**Task prompt:**
Your task is to extract the lines from the one holding "Task: locate the fence post, dropping" through the end of the material. Set them down exactly and add nothing.

━━━━━ Rows ━━━━━

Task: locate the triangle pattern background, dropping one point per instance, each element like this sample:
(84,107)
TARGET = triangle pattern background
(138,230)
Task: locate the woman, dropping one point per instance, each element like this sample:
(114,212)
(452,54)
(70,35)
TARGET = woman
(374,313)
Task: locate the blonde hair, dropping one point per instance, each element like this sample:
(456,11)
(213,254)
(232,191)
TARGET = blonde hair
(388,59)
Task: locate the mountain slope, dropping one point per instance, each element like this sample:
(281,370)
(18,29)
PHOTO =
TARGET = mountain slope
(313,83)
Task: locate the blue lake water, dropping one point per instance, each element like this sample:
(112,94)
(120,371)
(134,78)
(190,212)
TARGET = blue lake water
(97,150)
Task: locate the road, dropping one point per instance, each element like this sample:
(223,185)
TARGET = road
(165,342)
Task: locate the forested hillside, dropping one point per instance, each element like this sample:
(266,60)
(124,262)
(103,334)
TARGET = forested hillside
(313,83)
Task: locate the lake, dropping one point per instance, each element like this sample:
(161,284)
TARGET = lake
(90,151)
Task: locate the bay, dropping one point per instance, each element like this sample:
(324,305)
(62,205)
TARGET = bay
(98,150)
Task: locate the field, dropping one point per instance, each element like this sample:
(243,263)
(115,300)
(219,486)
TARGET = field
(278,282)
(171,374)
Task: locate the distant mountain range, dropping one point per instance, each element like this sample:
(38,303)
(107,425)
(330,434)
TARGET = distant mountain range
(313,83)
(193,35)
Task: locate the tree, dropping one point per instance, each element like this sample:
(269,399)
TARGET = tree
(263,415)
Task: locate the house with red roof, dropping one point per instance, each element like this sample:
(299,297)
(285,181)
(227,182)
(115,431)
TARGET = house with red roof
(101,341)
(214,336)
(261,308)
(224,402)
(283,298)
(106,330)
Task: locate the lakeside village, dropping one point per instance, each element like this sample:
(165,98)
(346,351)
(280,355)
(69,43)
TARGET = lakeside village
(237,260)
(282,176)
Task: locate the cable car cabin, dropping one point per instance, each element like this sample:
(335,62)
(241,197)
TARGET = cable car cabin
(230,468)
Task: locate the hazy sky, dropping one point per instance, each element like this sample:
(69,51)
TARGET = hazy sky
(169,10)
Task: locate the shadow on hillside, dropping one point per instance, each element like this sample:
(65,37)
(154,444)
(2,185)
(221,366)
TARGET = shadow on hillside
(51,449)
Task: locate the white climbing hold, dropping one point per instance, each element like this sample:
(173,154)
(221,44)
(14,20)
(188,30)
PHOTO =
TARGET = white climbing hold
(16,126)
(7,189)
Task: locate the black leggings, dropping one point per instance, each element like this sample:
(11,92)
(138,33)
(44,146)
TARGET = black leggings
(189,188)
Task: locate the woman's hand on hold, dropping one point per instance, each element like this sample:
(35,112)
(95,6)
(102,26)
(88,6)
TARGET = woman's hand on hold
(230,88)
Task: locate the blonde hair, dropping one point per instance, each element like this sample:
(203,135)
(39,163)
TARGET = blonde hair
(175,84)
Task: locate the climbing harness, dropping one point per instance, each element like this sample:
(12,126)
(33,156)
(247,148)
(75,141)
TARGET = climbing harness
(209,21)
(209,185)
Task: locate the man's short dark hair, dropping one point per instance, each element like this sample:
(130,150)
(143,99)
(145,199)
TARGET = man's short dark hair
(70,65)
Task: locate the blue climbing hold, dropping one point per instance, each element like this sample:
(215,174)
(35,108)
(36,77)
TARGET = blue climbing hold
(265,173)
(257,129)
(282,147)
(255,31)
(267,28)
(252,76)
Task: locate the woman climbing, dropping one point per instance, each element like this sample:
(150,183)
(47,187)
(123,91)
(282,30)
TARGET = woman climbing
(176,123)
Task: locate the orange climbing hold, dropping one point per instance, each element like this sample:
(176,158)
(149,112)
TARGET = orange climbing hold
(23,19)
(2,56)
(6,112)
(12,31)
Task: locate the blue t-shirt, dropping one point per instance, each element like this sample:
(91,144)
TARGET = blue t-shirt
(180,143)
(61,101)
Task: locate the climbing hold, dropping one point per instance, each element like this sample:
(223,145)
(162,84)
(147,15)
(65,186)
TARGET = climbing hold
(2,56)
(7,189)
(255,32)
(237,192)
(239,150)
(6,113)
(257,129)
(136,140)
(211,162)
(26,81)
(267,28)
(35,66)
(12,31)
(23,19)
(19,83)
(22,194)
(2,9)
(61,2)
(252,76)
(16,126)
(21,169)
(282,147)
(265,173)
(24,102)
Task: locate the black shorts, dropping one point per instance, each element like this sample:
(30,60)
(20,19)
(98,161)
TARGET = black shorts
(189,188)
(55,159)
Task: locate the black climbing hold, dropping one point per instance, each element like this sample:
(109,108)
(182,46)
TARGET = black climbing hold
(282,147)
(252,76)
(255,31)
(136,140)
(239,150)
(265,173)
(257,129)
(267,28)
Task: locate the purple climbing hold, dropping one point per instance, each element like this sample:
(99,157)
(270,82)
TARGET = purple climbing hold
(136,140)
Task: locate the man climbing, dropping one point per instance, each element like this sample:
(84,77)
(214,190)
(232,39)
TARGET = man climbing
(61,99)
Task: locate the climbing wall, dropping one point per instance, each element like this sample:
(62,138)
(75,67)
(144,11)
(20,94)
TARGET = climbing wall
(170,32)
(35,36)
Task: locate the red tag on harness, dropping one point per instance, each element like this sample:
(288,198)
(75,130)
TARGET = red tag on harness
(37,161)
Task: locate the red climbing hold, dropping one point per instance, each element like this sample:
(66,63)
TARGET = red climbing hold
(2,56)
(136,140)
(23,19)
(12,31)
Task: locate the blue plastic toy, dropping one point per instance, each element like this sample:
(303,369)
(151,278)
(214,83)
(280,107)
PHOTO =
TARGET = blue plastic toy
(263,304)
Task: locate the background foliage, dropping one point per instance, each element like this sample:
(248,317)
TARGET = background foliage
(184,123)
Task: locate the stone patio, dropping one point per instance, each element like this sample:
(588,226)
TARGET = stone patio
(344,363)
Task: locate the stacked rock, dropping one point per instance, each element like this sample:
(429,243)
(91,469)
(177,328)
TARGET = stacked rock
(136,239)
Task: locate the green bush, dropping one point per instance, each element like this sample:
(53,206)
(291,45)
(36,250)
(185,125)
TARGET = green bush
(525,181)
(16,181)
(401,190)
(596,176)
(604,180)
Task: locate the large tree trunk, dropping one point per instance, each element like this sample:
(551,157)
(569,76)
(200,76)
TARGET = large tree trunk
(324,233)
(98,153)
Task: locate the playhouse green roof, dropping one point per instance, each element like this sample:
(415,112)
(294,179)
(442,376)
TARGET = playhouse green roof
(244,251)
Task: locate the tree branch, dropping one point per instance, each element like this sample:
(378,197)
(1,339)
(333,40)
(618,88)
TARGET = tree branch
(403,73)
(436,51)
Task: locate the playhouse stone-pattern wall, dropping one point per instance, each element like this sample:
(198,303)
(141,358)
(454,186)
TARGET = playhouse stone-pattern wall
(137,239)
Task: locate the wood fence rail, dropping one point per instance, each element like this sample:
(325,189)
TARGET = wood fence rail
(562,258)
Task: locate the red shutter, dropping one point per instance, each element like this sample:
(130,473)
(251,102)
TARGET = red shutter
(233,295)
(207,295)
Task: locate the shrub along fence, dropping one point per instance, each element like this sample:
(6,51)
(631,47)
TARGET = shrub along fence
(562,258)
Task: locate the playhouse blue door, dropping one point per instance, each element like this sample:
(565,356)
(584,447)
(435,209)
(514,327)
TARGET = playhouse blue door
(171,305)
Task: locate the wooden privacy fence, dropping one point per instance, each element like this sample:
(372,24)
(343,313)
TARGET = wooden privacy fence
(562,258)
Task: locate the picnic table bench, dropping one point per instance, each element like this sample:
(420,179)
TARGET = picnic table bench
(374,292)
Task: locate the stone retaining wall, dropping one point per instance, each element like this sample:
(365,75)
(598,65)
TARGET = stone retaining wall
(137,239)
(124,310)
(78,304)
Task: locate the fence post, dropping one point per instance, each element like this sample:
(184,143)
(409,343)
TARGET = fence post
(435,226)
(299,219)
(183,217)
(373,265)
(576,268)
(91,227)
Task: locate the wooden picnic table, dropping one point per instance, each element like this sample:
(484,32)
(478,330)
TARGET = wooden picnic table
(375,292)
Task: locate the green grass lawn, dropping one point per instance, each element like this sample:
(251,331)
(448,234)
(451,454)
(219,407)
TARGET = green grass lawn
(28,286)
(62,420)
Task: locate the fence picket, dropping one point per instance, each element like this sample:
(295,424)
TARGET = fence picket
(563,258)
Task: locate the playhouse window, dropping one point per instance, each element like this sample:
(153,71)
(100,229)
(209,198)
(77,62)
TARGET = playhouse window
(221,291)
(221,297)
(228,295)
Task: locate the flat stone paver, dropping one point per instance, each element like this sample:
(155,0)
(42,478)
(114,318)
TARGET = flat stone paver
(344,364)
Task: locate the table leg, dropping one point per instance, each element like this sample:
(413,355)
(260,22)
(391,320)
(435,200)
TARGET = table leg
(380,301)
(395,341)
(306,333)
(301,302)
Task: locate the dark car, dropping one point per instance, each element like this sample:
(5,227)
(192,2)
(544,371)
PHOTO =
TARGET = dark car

━━━━━

**Task solution:**
Task: locate the fence post, dropping one point per instance, each element like this sample:
(184,143)
(409,343)
TARGET = fence post
(435,226)
(299,219)
(183,217)
(373,265)
(576,268)
(91,227)
Task: locate the wooden picnic table, dropping one point per instance, each element like this sample:
(484,32)
(478,330)
TARGET = wooden picnic table
(375,292)
Task: locate the green grass lawn, dropping one point per instance, each element like this sample:
(251,331)
(448,234)
(451,454)
(219,407)
TARGET = green grass lawn
(28,286)
(62,420)
Task: locate the fence picket, dropping one point per instance, each element like this sample:
(295,424)
TARGET = fence picket
(563,258)
Task: locate the playhouse window, dropping one point per instance, each element like this sample:
(153,71)
(100,229)
(209,198)
(77,62)
TARGET = playhouse window
(221,291)
(221,297)
(228,295)
Task: locate the flat stone paver, dropping one point per instance, each element like this sample:
(155,0)
(42,478)
(114,318)
TARGET = flat stone paver
(344,364)
Task: locate the table leg, dropping one point per instance, each element like this sample:
(413,355)
(260,22)
(391,320)
(435,200)
TARGET = table leg
(380,301)
(395,341)
(306,333)
(301,302)
Task: locate the dark car, dropping one point per instance, each element like this sample:
(5,227)
(192,2)
(544,371)
PHOTO =
TARGET = dark car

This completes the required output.